* Problem to solve *
Type out each entry exactly.

Recorded data:
■ ■ ■

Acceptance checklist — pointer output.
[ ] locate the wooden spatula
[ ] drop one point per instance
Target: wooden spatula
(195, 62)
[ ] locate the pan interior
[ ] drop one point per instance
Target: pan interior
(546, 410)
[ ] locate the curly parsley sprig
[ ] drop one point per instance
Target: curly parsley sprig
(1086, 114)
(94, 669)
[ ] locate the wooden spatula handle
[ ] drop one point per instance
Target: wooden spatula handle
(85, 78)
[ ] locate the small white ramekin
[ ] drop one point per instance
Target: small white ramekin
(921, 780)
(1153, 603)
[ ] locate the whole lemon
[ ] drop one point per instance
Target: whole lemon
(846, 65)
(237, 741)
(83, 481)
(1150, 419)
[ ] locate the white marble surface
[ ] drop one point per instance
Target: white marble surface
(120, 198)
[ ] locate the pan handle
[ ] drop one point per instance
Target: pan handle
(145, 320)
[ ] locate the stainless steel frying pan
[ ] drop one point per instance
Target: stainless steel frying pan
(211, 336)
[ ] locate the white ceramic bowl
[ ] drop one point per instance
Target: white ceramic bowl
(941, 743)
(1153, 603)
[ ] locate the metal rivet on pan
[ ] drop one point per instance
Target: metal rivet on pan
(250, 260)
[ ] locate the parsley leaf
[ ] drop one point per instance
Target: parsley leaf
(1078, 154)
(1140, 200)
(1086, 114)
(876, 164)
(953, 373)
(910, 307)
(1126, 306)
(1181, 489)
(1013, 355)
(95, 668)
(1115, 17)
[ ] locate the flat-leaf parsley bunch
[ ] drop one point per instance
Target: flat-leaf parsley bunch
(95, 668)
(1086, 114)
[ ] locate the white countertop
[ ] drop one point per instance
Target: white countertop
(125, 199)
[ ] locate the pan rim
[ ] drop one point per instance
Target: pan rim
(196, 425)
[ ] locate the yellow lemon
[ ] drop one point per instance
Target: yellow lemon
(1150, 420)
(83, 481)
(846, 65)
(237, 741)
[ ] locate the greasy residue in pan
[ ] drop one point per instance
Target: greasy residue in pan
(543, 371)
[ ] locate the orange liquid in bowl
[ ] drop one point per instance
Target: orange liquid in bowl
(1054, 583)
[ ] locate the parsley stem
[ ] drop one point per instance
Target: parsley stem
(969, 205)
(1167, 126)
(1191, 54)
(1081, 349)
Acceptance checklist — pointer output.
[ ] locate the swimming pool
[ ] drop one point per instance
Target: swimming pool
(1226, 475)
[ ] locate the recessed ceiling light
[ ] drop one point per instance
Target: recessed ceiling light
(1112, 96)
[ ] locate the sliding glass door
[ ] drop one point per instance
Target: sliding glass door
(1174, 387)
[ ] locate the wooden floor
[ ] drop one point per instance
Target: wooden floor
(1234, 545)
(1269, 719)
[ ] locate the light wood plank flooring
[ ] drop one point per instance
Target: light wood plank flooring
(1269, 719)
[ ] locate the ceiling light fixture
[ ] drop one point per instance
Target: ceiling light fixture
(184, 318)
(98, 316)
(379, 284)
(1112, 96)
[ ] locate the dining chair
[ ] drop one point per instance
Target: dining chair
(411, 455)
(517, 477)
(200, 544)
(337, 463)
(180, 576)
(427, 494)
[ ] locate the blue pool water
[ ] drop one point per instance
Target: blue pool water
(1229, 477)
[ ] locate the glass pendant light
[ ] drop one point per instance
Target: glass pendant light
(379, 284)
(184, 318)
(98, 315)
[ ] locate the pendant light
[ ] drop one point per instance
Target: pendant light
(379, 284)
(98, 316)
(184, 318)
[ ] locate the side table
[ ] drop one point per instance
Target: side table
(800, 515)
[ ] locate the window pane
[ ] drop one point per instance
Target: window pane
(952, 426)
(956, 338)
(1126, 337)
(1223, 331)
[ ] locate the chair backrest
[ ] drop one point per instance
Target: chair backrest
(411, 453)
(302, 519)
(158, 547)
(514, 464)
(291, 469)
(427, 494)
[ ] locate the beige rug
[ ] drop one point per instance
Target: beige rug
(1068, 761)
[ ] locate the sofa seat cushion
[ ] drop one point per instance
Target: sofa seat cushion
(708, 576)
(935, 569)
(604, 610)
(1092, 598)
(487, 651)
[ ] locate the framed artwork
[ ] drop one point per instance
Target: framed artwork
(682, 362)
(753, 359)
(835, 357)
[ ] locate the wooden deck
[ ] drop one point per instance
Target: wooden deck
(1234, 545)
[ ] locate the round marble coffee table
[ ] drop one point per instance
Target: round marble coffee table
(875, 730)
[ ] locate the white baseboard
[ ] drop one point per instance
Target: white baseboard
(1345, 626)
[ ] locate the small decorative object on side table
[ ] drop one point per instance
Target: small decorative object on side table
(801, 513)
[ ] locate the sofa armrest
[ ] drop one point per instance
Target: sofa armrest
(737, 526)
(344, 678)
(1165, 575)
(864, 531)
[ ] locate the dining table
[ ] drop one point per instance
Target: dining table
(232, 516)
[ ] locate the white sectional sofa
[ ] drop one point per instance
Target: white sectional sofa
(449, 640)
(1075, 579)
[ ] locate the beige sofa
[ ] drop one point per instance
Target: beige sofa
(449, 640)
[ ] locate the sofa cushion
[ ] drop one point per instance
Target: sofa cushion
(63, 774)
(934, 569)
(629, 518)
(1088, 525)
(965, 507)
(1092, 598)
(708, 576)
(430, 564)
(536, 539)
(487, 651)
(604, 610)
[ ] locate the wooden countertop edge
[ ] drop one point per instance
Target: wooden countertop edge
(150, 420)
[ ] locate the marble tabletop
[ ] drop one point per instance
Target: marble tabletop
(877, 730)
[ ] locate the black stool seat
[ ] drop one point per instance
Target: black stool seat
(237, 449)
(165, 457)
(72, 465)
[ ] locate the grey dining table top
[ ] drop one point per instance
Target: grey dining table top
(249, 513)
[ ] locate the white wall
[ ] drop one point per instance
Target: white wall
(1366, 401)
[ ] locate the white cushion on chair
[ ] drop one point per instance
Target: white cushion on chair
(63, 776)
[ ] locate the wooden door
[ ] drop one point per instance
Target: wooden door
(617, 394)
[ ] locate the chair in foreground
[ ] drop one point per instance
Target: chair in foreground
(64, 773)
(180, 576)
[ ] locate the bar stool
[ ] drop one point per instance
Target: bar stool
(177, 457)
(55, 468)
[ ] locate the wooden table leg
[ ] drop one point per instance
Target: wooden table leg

■ ■ ■

* Your response *
Acceptance checklist — pointer output.
[ ] locate the wooden spatula
[ ] drop one point per instance
Target: wooden spatula
(195, 62)
[ ] locate the pan interior
[ ] drop one point per instance
Target: pan interior
(546, 410)
[ ] locate the curly parsley sprig
[ ] drop one point per instance
Target: curly parsley sprig
(1086, 114)
(94, 669)
[ ] locate the wooden spatula handle
[ ] drop one point per instance
Target: wooden spatula handle
(85, 78)
[ ] locate the small white ramekin
[ ] drop one point per instance
Target: small white ramekin
(921, 780)
(1153, 603)
[ ] locate the whole lemon
[ ] drop one point per instance
Target: whole lemon
(846, 65)
(237, 741)
(83, 481)
(1150, 419)
[ ] locate the white marble surface
[ ] drop one point per instance
Target: white marble surface
(120, 198)
[ ] locate the pan handle
[ ] drop one point per instance
Target: pan handle
(145, 320)
[ ] locate the stainless steel frying pan
[ ] drop one point per instance
Target: stainless steel frying pan
(211, 336)
[ ] locate the white ceramic bowl
[ ] drop one point per instance
Target: white ceramic bowl
(941, 743)
(1153, 603)
[ ] locate the metal rivet on pan
[ ] drop one point per instance
Target: metal rivet on pan
(250, 260)
[ ] locate the parsley leaf
[ ] drop one point per instance
Target: parsley leaf
(1078, 154)
(1140, 200)
(1086, 114)
(876, 164)
(953, 373)
(910, 307)
(1126, 306)
(1181, 489)
(1013, 355)
(95, 668)
(1115, 17)
[ ] locate the flat-leaf parsley bunch
[ ] drop one point per instance
Target: flat-leaf parsley bunch
(95, 668)
(1086, 114)
[ ] locate the white countertop
[ ] drop one point per instance
Target: white countertop
(125, 199)
[ ] locate the pan rim
[ ] drop one point per instance
Target: pan rim
(196, 425)
[ ] locate the yellow lemon
[ ] drop one point per instance
Target: yellow lemon
(1150, 420)
(83, 481)
(846, 65)
(237, 741)
[ ] locate the greasy residue in pan
[ ] drop one point per instance
Target: greasy residue in pan
(543, 371)
[ ] locate the orange liquid in bowl
[ ] drop one point per instance
Target: orange liquid in bowl
(1054, 583)
[ ] locate the parsley stem
[ ] drop one point per instance
Target: parsley stem
(969, 205)
(1167, 126)
(1191, 54)
(1081, 349)
Acceptance checklist — pointer output.
[ ] locate the swimming pool
[ ] drop one point per instance
Target: swimming pool
(1226, 475)
[ ] locate the recessed ceiling light
[ ] drop one point per instance
Target: recessed ceiling light
(1112, 96)
[ ] locate the sliding glass door
[ ] drop one point per instance
Target: sliding glass door
(1174, 387)
[ ] locate the wooden floor
[ ] drop one point per instance
Target: wooden floor
(1234, 545)
(1269, 719)
[ ] locate the light wood plank flooring
[ ] drop one point per instance
Target: light wood plank flooring
(1269, 719)
[ ] locate the ceiling light fixture
[ ] drop one point per instance
Target: ceiling light fixture
(184, 318)
(98, 316)
(379, 284)
(1112, 96)
[ ] locate the dining chair
[ ] drop one point per instance
Target: dining chair
(411, 455)
(517, 477)
(200, 544)
(337, 463)
(180, 576)
(427, 494)
[ ] locate the blue pool water
[ ] drop one point per instance
Target: blue pool water
(1229, 477)
[ ] locate the glass pendant light
[ ] drop one point per instance
Target: glass pendant light
(379, 284)
(184, 318)
(98, 315)
[ ] locate the pendant light
[ ] drop one point per instance
Target: pendant light
(379, 284)
(98, 316)
(184, 318)
[ ] locate the side table
[ ] drop one point per instance
Target: side table
(800, 515)
[ ] locate the window pane
[ ] drop one point per instance
Target: window pane
(952, 426)
(956, 338)
(1126, 337)
(1223, 331)
[ ] locate the chair backrest
[ ] drop one point per instance
Target: chair backrest
(411, 453)
(302, 519)
(158, 547)
(514, 464)
(291, 469)
(427, 494)
[ ] locate the beige rug
[ ] drop one point per instance
Target: beige rug
(1068, 761)
[ ] locate the sofa seat cushion
[ ] drop one point per instance
Target: sofa seat cushion
(708, 576)
(935, 569)
(604, 610)
(1092, 598)
(487, 651)
[ ] locate the framed artwork
[ ] drop one point per instance
Target: framed artwork
(682, 362)
(753, 359)
(835, 357)
[ ] locate the wooden deck
[ ] drop one point per instance
Target: wooden deck
(1234, 545)
[ ] locate the round marble coffee table
[ ] drop one point per instance
Target: round marble coffee table
(875, 730)
[ ] locate the white baseboard
[ ] drop one point per instance
Target: white baseboard
(1345, 626)
[ ] locate the small decorative object on side table
[ ] drop one point per instance
Target: small decorative object on side table
(801, 513)
[ ] locate the sofa armrest
[ ] drop one point per instance
Target: sofa armrest
(737, 526)
(344, 678)
(1165, 575)
(864, 531)
[ ] locate the dining table
[ ] drop one point per instance
Target: dining table
(232, 516)
[ ] locate the white sectional sofa
[ ] drop one point per instance
Target: white sectional sofa
(449, 640)
(1075, 579)
[ ] locate the beige sofa
[ ] drop one point per instance
Target: beige sofa
(449, 640)
[ ] locate the sofa cushion
[ ] drop one point per instance
Target: sofa cushion
(63, 774)
(934, 569)
(629, 518)
(1088, 525)
(965, 507)
(1092, 598)
(708, 576)
(430, 564)
(536, 539)
(487, 651)
(604, 610)
[ ] locate the wooden countertop edge
[ ] drop one point per instance
Target: wooden countertop edge
(150, 420)
[ ] locate the marble tabletop
[ ] drop one point per instance
Target: marble tabletop
(877, 730)
[ ] locate the black stool seat
[ ] drop one point per instance
Target: black stool seat
(237, 449)
(165, 457)
(72, 465)
[ ] locate the grey dining table top
[ ] drop one point per instance
Target: grey dining table top
(249, 513)
[ ] locate the white wall
[ ] drop one point per instance
Target: white wall
(1366, 401)
[ ] locate the white cushion on chair
[ ] drop one point per instance
Target: white cushion on chair
(63, 776)
[ ] locate the wooden door
[ ] drop one point per instance
Target: wooden door
(617, 394)
[ ] locate the chair in foreground
[ ] drop one point per instance
Target: chair in foreground
(64, 773)
(180, 576)
[ ] locate the bar stool
[ ] drop one point per instance
Target: bar stool
(177, 457)
(55, 468)
[ ] locate the wooden table leg
[ ] drop one point per instance
Target: wooden table leg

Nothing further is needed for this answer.